_WRITTEN TASK_
Copy out every line of the items below, character for character, and leave the picture out of your answer.

_DATASET ROWS_
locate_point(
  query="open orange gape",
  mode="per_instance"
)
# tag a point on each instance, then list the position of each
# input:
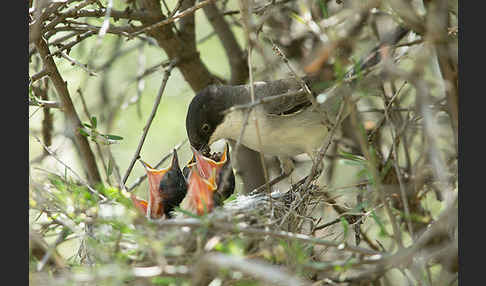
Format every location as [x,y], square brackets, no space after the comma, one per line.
[204,183]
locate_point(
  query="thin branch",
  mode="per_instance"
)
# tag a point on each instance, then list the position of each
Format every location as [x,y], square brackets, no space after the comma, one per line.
[75,62]
[267,273]
[149,121]
[193,222]
[170,20]
[60,85]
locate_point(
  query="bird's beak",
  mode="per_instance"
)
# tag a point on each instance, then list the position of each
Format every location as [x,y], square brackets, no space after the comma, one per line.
[201,191]
[140,205]
[206,165]
[175,160]
[154,177]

_RESULT OF THIS EXERCISE_
locate_point(
  query="open orange gape",
  mode="per_instance"
)
# tag a point on each instance, then list the position of each
# input:
Format every location as [x,y], square brackets, no space after the comma, one per line.
[204,183]
locate_point(
  query="thin branch",
  mode="per_instance"
)
# tag a point on each instance, then list the position of each
Format every location as [x,y], square brackets, no space after the comma, one per line.
[75,62]
[267,273]
[149,121]
[193,222]
[170,20]
[60,85]
locate_point(
  query="bird's beak",
  mode="per_instance"
)
# tag a point on each instance, then list the position of each
Format every location as [x,y], square brackets, no space after the comma, one per line.
[201,191]
[140,205]
[206,165]
[175,160]
[154,177]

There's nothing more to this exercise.